Records provided

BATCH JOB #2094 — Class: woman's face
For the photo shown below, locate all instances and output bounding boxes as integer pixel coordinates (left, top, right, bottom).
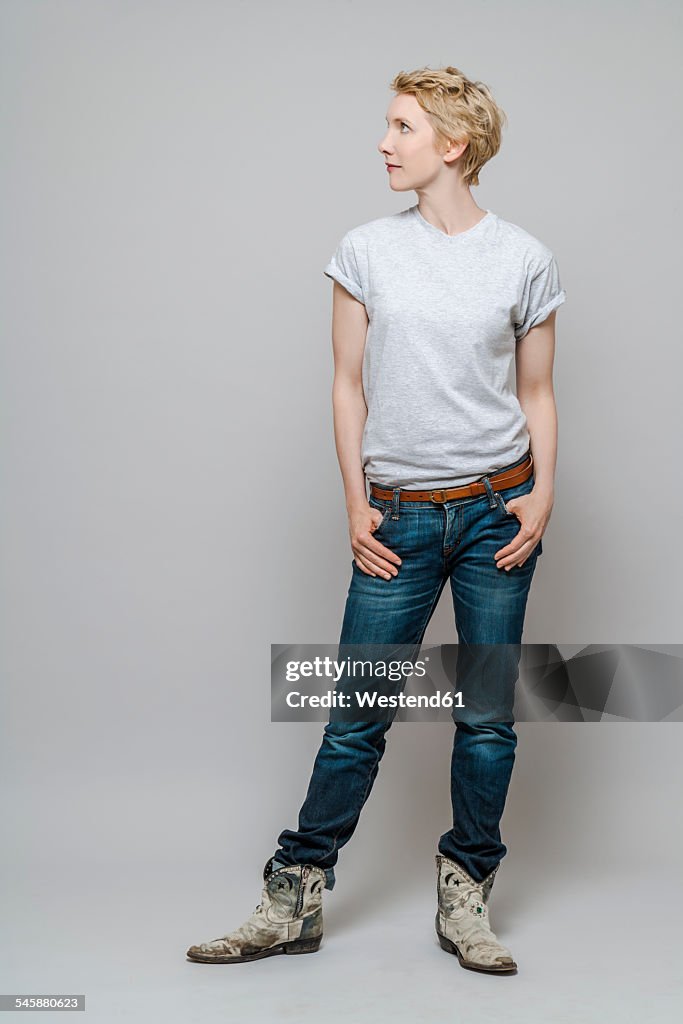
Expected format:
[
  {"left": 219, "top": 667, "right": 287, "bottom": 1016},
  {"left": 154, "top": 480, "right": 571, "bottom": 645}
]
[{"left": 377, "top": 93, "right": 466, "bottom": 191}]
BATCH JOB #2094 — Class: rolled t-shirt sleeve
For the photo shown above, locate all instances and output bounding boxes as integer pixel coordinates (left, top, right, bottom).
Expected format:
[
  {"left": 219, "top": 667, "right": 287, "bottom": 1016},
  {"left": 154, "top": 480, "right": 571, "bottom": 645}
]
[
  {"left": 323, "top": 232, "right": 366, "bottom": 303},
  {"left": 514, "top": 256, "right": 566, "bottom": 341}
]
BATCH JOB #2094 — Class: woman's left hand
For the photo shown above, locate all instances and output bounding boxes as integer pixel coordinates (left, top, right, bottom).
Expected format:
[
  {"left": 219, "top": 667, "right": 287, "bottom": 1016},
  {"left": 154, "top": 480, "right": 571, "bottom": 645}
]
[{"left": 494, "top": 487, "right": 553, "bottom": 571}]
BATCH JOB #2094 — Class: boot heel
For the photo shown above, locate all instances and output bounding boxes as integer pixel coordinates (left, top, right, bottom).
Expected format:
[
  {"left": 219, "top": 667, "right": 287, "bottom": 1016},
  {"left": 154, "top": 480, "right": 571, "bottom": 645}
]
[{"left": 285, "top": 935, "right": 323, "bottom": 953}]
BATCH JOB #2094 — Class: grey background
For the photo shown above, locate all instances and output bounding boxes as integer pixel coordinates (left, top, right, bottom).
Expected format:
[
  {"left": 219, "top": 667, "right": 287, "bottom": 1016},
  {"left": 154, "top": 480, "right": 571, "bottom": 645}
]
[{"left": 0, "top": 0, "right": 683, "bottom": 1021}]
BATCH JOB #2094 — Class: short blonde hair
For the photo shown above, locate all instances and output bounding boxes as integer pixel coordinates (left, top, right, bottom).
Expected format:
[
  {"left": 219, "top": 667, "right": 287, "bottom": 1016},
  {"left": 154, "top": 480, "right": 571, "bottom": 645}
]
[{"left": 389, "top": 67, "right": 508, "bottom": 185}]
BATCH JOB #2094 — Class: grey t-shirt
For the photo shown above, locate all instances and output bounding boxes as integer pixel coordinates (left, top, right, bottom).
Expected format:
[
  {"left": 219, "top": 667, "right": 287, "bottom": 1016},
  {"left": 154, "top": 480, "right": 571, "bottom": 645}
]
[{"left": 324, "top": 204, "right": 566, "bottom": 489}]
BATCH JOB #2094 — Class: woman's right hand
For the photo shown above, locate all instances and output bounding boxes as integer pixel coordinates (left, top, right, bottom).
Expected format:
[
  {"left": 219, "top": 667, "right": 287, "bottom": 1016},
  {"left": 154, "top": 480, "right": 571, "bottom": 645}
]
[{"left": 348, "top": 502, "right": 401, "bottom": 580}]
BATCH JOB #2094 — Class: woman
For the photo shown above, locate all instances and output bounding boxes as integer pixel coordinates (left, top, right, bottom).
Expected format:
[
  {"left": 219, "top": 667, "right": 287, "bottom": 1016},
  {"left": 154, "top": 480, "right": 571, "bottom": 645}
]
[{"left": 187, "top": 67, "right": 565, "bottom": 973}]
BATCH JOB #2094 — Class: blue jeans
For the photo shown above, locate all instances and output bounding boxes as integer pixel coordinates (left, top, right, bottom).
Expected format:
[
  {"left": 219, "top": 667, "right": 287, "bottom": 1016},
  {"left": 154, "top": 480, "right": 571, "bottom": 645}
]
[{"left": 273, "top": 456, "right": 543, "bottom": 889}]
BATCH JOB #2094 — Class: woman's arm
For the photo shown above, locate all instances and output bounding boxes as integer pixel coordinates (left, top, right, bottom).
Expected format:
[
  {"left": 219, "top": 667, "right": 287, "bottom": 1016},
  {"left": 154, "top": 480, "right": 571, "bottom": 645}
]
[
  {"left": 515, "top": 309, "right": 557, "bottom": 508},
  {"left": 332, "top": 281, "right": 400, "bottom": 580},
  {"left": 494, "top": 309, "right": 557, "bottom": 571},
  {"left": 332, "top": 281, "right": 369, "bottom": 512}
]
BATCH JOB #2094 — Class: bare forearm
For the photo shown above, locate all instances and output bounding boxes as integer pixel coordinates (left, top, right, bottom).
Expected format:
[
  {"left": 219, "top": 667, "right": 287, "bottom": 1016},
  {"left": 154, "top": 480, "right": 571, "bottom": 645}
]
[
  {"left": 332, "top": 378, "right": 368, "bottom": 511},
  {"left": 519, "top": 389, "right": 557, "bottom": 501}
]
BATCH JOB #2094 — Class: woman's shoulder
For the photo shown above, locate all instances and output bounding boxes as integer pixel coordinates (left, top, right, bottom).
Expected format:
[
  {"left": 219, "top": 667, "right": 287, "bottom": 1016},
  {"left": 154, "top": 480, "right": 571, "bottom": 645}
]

Goal of the exercise
Copy the material verbatim, starting at the line containing "BATCH JOB #2094 — Class: woman's arm" and continuing through the final line of the material, both included.

Task response
BATCH JOB #2094 — Class: woman's arm
For the photo shown above, locate all instances and output bounding boxes as integer pixel coordinates (left, top, right, bottom).
Expected format:
[
  {"left": 219, "top": 667, "right": 287, "bottom": 1016},
  {"left": 154, "top": 480, "right": 571, "bottom": 645}
]
[
  {"left": 515, "top": 309, "right": 557, "bottom": 508},
  {"left": 332, "top": 281, "right": 400, "bottom": 580},
  {"left": 494, "top": 309, "right": 557, "bottom": 571},
  {"left": 332, "top": 281, "right": 369, "bottom": 512}
]
BATCH JOB #2094 — Class: bare forearm
For the photo shown above, locate all instances and output bounding boxes as integer pixel coordinates (left, top, right, bottom).
Expected format:
[
  {"left": 219, "top": 667, "right": 287, "bottom": 1016},
  {"left": 154, "top": 480, "right": 571, "bottom": 645}
]
[
  {"left": 332, "top": 378, "right": 368, "bottom": 511},
  {"left": 519, "top": 389, "right": 557, "bottom": 501}
]
BATCH JOB #2094 — Class: woman's shoulder
For the photo shown above, locate all instances and output bounding boxes as integer pixel coordinates (left, top, right, bottom).
Expected format:
[
  {"left": 219, "top": 667, "right": 287, "bottom": 1016},
  {"left": 154, "top": 480, "right": 571, "bottom": 645}
]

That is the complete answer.